• [Document text]
Riddings was a pleasingly thriving little town; in fact, I secretly hoped the rest of my walk would be terrible so I could call this post "Good Riddings to Bad Rubbish".  Its main road was lined with well-patronised shops, its residents looked happy and prosperous, there were buses and a community centre and a recreation ground.  I may have been influenced by the local bakery, Luke Evans, which took up a prominent spot and pumped the smell of sweet pastry into the air.  Luckily it was on the other side of the road, or I'd have nipped in and stocked up on cream horns and pasties.


Instead I turned off the main road onto the misleadingly titled High Street.  The businesses had clearly shifted west, leaving behind neat terraces and abandoned commercial buildings.  One large garage building cried out to be converted into a family home, but for the time being it was empty, with bold security notices and metal fencing.


The road swung to the right, past the New Inn - sadly carrying estate agent boards - and down the slopes into the valley.  The towns finally ended, and heavy green trees swung their branches over the pavement to cool me.  There was the entrance to a caravan and camping park, which put the theme to Carry on Camping in my head for the rest of the morning,  and the odd isolated cottage.


I crossed a railway bridge, though it wasn't a mainline route; the Midland Railway, a heritage route, passed through the countryside here.


I was now entering the evocatively-titled village of Ironville.  It was originally built for workers at the Butterley foundry, another model village given to the working classes by benevolent millionaires.  Eventually the local authority stepped in and took over most of the homes, but there was still the gracefulness of a well-laid out community.

• [Given entries]
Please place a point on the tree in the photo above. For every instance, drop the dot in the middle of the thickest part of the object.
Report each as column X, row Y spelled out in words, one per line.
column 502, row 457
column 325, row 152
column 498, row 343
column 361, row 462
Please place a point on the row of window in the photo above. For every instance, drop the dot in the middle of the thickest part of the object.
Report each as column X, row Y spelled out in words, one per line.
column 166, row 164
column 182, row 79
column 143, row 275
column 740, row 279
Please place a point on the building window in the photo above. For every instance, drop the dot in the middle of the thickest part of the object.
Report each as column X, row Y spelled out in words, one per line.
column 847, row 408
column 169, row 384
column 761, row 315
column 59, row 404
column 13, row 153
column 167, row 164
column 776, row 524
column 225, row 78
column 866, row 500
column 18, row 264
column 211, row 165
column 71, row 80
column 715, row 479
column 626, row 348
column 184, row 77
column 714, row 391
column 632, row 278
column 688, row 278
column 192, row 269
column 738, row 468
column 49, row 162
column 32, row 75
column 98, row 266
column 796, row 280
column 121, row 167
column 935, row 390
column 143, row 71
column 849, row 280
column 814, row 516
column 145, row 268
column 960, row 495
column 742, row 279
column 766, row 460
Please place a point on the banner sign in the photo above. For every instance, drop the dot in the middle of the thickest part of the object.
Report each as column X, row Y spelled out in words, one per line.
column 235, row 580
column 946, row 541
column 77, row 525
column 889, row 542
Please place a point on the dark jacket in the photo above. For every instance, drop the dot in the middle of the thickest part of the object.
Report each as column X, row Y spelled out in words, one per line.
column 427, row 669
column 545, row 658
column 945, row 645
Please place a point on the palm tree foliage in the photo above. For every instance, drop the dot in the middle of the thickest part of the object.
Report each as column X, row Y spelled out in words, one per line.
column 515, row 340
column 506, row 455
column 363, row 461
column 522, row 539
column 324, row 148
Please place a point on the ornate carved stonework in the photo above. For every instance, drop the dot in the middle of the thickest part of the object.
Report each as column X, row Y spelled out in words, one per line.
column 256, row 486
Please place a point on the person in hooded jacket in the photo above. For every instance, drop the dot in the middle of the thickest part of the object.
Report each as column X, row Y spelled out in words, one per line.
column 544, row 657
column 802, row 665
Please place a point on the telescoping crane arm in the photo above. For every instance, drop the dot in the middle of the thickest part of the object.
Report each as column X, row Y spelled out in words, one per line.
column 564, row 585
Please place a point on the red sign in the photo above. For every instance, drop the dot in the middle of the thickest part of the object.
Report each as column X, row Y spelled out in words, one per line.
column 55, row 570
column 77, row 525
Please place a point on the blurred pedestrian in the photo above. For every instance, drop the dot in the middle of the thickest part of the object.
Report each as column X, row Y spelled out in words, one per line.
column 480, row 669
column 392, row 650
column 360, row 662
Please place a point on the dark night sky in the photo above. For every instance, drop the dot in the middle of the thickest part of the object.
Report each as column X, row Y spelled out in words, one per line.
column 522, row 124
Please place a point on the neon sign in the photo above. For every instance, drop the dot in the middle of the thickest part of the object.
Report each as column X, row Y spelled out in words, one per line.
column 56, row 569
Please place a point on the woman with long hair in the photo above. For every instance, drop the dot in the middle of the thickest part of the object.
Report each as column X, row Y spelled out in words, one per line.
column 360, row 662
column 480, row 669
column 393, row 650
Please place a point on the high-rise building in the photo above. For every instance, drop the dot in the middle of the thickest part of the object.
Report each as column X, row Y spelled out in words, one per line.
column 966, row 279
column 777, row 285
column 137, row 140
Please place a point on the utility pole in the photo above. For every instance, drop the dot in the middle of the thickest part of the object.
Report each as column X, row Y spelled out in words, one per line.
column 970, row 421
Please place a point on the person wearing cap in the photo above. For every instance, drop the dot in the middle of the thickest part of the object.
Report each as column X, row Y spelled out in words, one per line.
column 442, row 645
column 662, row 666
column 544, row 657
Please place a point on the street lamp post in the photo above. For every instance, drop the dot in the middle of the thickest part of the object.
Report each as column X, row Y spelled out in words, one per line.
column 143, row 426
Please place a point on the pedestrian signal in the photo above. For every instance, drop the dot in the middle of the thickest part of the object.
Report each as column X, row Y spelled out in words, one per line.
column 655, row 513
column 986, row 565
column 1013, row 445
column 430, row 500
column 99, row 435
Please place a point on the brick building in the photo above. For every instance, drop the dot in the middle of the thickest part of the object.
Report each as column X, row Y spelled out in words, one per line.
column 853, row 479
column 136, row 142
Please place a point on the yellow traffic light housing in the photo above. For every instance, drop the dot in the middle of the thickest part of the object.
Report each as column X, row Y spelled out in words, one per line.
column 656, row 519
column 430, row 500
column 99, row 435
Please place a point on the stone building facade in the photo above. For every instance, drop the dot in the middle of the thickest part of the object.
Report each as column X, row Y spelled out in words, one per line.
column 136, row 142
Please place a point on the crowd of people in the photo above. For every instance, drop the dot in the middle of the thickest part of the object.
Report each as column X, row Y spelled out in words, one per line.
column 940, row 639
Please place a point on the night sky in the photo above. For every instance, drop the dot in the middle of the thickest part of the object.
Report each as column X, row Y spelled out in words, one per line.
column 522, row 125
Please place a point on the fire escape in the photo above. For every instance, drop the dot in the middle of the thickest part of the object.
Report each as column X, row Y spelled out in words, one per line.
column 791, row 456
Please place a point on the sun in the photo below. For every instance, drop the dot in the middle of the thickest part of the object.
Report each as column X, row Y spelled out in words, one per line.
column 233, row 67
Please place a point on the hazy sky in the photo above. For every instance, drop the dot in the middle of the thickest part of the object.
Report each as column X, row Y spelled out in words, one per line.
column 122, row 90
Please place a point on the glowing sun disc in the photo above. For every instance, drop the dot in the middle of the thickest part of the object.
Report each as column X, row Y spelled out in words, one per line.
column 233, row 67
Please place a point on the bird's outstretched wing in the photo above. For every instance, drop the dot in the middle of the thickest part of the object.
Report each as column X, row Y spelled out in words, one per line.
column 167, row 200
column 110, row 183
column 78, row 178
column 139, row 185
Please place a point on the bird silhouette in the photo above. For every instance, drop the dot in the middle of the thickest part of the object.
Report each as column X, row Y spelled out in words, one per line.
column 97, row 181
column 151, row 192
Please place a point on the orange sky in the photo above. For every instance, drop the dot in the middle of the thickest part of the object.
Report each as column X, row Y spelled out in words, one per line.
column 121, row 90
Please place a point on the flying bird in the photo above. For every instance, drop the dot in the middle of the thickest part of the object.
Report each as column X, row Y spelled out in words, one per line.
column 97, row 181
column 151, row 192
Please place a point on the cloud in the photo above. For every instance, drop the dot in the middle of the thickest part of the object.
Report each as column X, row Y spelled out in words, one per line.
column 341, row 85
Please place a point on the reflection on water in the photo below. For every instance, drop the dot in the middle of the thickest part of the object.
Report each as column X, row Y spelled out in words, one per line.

• [Exercise tasks]
1 - Repeat the passage of the Riddings walk account between "The road swung" and "the countryside here.", inclusive.
2 - Finish out the next part of the account of the walk from Riddings to Ironville, starting after its last sentence.

• [Expected results]
1 -
The road swung to the right, past the New Inn - sadly carrying estate agent boards - and down the slopes into the valley.  The towns finally ended, and heavy green trees swung their branches over the pavement to cool me.  There was the entrance to a caravan and camping park, which put the theme to Carry on Camping in my head for the rest of the morning,  and the odd isolated cottage.


I crossed a railway bridge, though it wasn't a mainline route; the Midland Railway, a heritage route, passed through the countryside here.

2 -
I'd spotted on the map that you could follow a canal all the way from Ironville to Langley Mill, and I thought that would be the perfect way to spend a July morning.  I was a little surprised when I ducked under the bridge and found this:


The Cromford Canal opened in 1794, but it lasted barely fifty years before the railways came along and ruined it.  It struggled on, but the nearly two mile long Butterley Tunnel suffered from subsidence, and had to be closed in 1900.  It severed the canal route in two, and though it still found some use for a few years, it was abandoned by the end of the Second World War.


What's left behind is a kind of artificial wetland.  The canal has been colonised by plants and grasses, but the water still trickles through it.  I could hear the splash as it churned through old locks and over old weirs, even if I couldn't see the water through the thick undergrowth.


The towpath was rough and broken up, but it was still busy with dog walkers.  After a while they fell away, and I was alone, passing under the railway viaduct via graffiti-scrawled arches (WE HATE DERBY NFFC).  Stepping stones had been installed at one point, though they were slick with algae, and then there was a junction of bridges over the canal and the river Erewash.  The main path went off to the villages of Jacksdale and Westwood; instead I clambered over a stile and into the Erewash Meadows Nature Reserve.


The mid-morning heat had brought out the wildlife.  Insects buzzed and swirled around me, the occasional fly buzzing a little close to my face.  Butterflies basked on the path ahead of me.  Familiar red admirals and cabbage whites, plus different, unknown ones, over and over.  They fluttered, panicking, up into the air as I passed, then settled down again in my wake to continue refueling.


I'm happy to report that I was able to squeeze through that gap.  In your face, diet!

The landscape opened up into a series of meadows, the path a streak of green between soft brown and purple flowers.  It shifted in the breeze, undulating, rolling.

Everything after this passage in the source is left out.